_Problem description_
In the listing below, swap "dry ground" for "muddy ground" in the lines starting at the one containing "the dry ground." and ending at the one containing "[[0, 304, 1000, 594]]". Write out only those lines, with nothing else altered.
----- Exercise material -----
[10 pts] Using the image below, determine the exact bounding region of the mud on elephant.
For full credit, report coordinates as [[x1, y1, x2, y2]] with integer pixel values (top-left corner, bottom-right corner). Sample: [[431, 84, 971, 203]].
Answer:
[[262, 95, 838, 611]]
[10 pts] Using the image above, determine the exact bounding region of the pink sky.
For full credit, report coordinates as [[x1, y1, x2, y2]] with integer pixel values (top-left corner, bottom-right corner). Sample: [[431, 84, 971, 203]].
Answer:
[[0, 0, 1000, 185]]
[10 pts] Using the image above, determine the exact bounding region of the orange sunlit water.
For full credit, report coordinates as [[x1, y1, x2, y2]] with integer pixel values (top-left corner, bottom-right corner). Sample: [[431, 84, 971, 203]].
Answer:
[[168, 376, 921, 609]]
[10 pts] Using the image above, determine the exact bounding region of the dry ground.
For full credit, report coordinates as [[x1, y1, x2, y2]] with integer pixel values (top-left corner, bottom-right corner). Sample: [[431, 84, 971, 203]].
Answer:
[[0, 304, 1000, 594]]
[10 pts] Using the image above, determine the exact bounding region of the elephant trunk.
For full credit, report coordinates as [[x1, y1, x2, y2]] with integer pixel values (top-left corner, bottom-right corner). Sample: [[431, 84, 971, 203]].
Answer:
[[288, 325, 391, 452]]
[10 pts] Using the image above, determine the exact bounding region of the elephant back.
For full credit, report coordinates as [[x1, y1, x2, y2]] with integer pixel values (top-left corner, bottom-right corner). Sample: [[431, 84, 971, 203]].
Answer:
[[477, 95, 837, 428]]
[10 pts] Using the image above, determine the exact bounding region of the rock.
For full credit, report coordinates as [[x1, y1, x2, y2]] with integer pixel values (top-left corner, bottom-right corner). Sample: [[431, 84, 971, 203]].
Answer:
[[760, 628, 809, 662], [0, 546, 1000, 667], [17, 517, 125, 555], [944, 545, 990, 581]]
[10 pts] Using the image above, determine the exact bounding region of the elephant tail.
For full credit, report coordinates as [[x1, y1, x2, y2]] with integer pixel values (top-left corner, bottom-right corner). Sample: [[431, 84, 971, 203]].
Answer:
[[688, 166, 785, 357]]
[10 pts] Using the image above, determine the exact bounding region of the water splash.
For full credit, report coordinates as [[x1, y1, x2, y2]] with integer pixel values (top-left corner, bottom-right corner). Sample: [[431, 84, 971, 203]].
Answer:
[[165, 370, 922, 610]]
-----
_Written response_
[10 pts] Using the image above, determine the exact bounding region of the muddy ground.
For full credit, report coordinates as [[x1, y1, x2, y2]] with integer pixel values (top-left corner, bottom-right corner). Sample: [[431, 84, 971, 203]].
Answer:
[[0, 304, 1000, 594]]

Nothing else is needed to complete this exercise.